▶ [ОПИСАНИЕ ЗАДАЧИ]: Найдите в записях ниже все строки, где встречается слово «shirt», и скопируйте их целиком. Регистр символов учитывается.

▶ [ИЗВЛЕЧЁННЫЕ МАТЕРИАЛЫ]:
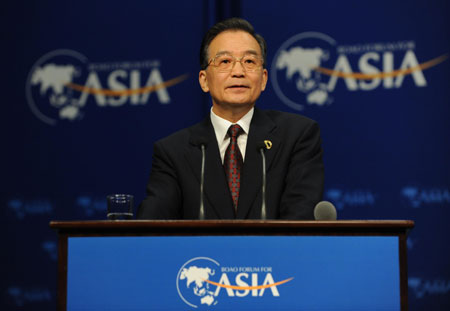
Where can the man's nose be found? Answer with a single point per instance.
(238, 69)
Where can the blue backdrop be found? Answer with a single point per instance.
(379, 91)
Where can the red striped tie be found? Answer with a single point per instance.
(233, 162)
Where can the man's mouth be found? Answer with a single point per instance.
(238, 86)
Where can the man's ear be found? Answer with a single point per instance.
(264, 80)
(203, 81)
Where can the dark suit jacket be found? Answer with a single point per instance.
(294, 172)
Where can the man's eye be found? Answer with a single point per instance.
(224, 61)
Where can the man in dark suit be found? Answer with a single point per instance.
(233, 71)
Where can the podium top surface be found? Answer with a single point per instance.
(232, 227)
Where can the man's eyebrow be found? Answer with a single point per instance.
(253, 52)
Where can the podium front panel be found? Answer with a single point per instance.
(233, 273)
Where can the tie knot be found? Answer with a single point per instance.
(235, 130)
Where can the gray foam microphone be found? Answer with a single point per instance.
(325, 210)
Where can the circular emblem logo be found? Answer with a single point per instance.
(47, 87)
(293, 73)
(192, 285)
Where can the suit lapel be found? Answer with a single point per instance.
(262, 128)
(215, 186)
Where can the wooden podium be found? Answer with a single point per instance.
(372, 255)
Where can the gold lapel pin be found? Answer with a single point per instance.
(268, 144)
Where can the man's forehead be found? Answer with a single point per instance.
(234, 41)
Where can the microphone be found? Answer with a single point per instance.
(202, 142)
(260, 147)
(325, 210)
...
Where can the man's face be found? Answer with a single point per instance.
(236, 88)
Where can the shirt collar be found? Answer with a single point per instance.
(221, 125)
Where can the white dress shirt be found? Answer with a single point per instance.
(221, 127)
...
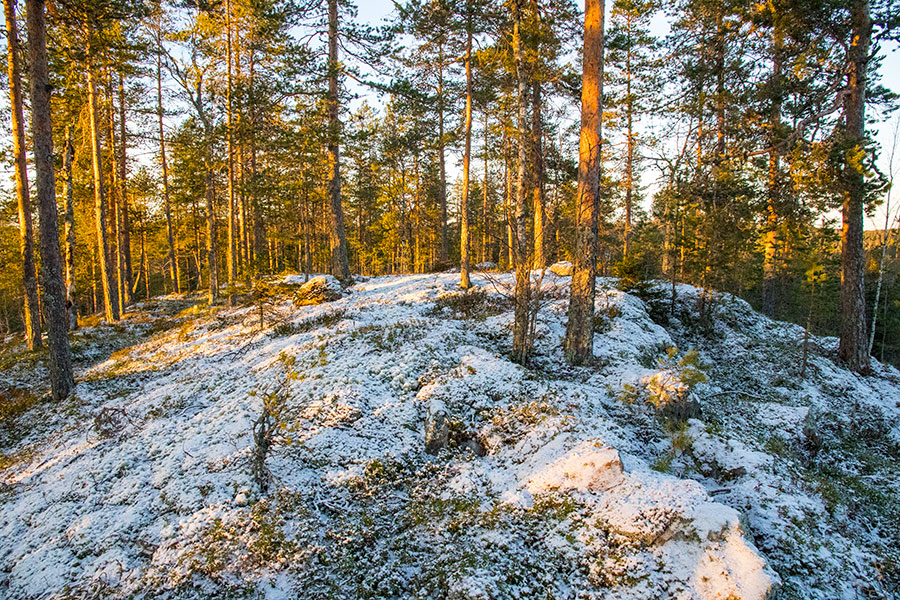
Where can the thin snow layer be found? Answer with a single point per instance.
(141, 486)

▶ [ПОЛНЫЙ ОТВЕТ]:
Where can the shirt collar be found? Answer with a single point per instance.
Where can the white dress shirt be found? Answer with a single point per instance.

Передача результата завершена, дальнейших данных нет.